[Data for this exercise Boundary: Start]

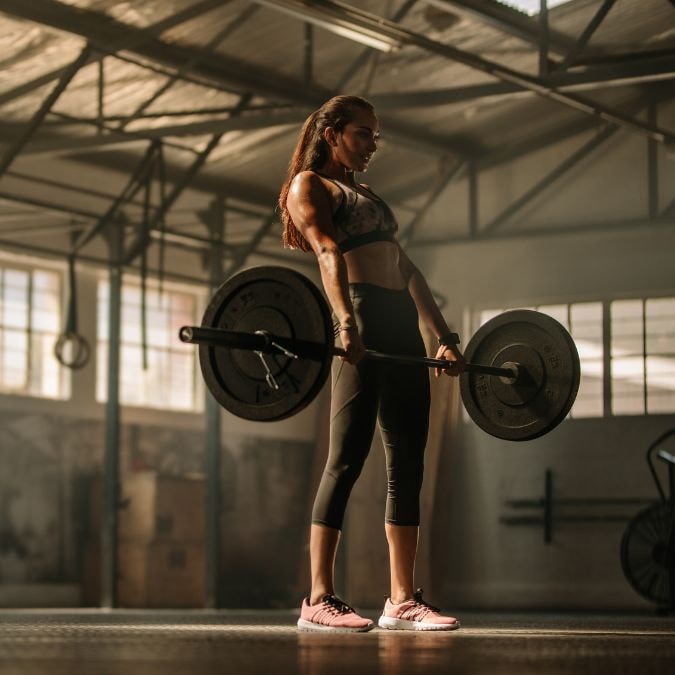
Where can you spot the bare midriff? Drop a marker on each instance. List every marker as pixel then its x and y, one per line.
pixel 375 263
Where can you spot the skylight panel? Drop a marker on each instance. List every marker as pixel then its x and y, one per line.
pixel 531 7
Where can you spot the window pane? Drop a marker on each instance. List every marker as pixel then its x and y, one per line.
pixel 660 326
pixel 587 331
pixel 30 319
pixel 170 363
pixel 627 337
pixel 15 299
pixel 558 312
pixel 627 357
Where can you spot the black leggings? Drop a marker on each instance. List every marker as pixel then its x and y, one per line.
pixel 397 396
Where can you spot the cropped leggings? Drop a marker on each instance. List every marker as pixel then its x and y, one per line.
pixel 395 396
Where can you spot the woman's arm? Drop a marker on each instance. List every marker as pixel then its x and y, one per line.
pixel 430 313
pixel 311 210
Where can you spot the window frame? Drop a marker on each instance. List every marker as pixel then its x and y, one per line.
pixel 31 266
pixel 133 280
pixel 607 330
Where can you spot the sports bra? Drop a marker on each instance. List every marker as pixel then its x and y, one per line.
pixel 361 219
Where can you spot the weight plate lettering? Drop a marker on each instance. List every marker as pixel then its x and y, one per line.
pixel 286 304
pixel 548 375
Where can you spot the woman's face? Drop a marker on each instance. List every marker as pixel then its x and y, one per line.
pixel 357 142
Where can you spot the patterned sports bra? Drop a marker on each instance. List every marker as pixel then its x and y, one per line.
pixel 361 219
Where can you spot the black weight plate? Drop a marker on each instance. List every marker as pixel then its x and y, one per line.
pixel 644 548
pixel 548 375
pixel 286 304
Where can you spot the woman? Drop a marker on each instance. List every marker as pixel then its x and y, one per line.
pixel 376 294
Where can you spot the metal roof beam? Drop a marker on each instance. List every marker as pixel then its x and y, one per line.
pixel 114 136
pixel 587 33
pixel 405 37
pixel 29 129
pixel 103 31
pixel 628 72
pixel 507 20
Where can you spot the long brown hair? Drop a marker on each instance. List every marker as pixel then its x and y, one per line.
pixel 312 152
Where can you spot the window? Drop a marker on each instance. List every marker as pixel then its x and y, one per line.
pixel 643 356
pixel 169 379
pixel 641 374
pixel 30 322
pixel 584 322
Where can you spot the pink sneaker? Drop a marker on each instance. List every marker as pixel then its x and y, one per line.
pixel 332 615
pixel 415 614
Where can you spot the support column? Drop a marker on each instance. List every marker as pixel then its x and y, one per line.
pixel 111 473
pixel 212 600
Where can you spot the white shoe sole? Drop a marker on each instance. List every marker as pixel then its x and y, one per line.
pixel 389 623
pixel 310 626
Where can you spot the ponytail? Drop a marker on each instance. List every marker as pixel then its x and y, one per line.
pixel 312 152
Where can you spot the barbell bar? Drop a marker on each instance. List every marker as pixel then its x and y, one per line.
pixel 266 345
pixel 261 341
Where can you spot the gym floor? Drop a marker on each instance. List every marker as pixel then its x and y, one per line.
pixel 97 642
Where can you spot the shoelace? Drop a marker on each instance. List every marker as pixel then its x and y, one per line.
pixel 417 595
pixel 420 608
pixel 337 606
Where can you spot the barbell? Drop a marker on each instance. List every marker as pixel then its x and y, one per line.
pixel 266 344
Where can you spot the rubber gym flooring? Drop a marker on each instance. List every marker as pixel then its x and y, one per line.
pixel 96 642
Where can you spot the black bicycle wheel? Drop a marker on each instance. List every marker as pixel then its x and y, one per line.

[Data for this exercise Boundary: End]

* What you will do:
Copy the listing verbatim, omitting images.

* Solution to the exercise:
Where can you spot the bare midriff? Drop a marker on each instance. List every marker as pixel then its x and y, one per line.
pixel 375 263
Where can you spot the skylight panel? Drop a marker on each instance. List every marker as pixel then its x and y, one per line.
pixel 531 7
Where can you spot the window pane? Drop a marker on each instance. List every marker as pixel then its x and y, one per line.
pixel 660 326
pixel 587 331
pixel 30 319
pixel 170 363
pixel 627 337
pixel 15 299
pixel 558 312
pixel 627 357
Where can you spot the black leggings? Drop a marker on each instance. List every marker as pixel then its x and y, one per line.
pixel 397 396
Where can you spot the cropped leggings? Drop a marker on each instance. List every marker as pixel then its x and y, one per line.
pixel 395 396
Where can you spot the woman's arm? Drop a marker on each instance. List every marker as pixel then its x and y, one per line.
pixel 430 313
pixel 311 210
Where can you spot the window frame? Drop a marker on each instance. List every marker as pixel then its x and y, one per line.
pixel 31 266
pixel 133 280
pixel 607 330
Where can you spot the sports bra? Drop a marker on each instance. List every marker as pixel then its x and y, one per line.
pixel 361 219
Where can you spot the weight plate lettering? Drop a marker on each instance. List every marker as pixel then its x and y, one per line.
pixel 286 304
pixel 548 375
Where can you spot the woman's face? Drop a marker on each instance. List every marker as pixel then its x and y, one per line.
pixel 357 142
Where can you spot the patterned sports bra? Drop a marker on each instance. List every marker as pixel then its x and y, one per line.
pixel 361 219
Where can you spot the black weight plate? Drop a marker on each instance. List every marker as pixel then its x and y, one per line.
pixel 644 548
pixel 548 375
pixel 286 304
Where can you spot the woman? Drop a marker on each instance. List every marker as pixel then its x and y, one per line.
pixel 376 294
Where can you spot the metal roof beam? Drop a marker on each instance. List every marker as pixel then its x and y, one per line.
pixel 114 136
pixel 587 33
pixel 405 37
pixel 29 129
pixel 103 31
pixel 628 72
pixel 507 20
Where can you spot the long brown hair? Drop a marker on each instance. List every marker as pixel then its x and y, one per line.
pixel 312 152
Where can you spot the window? Drop a marker on each instance. List every marker as pixel then its x and y, one per line.
pixel 643 356
pixel 169 379
pixel 641 374
pixel 30 322
pixel 584 322
Where can you spot the pink sneaker? Drop a marker on each instance. List every marker as pixel then its x and y, one per line.
pixel 332 615
pixel 415 614
Where can you spot the support column? Drop a marker on each instance. List every marker as pixel then its x and y, one per line.
pixel 111 473
pixel 212 600
Where can you spot the white shoe sole? Drop a marker on each instance. List every marker as pixel then its x and y, one per line.
pixel 389 623
pixel 310 626
Where can you spot the ponytail? Drop a marker on each instance. List every marker as pixel then its x and y, one per line.
pixel 312 152
Where can you spot the barbell bar? Drop a marker on each instance. List every marker as pixel then its x and y, one per line.
pixel 266 345
pixel 261 341
Where can you spot the gym floor? Drop a marker on each instance. List every marker as pixel then its x and y, one per line.
pixel 97 642
Where can you spot the shoelace? Drop a marker on each instance. List every marker as pixel then its x and y, one per line.
pixel 417 595
pixel 420 608
pixel 337 606
Where can you spot the barbell? Drop a marker on each instance. List every marker as pixel then its x and y, one per line.
pixel 266 344
Where can you spot the rubber gym flooring? Drop a marker on each instance. List every marker as pixel then its x and y, one per line.
pixel 96 642
Where can you spot the black bicycle wheel? Drop a marker on each instance. List every marker as pixel then its x and y, one per line.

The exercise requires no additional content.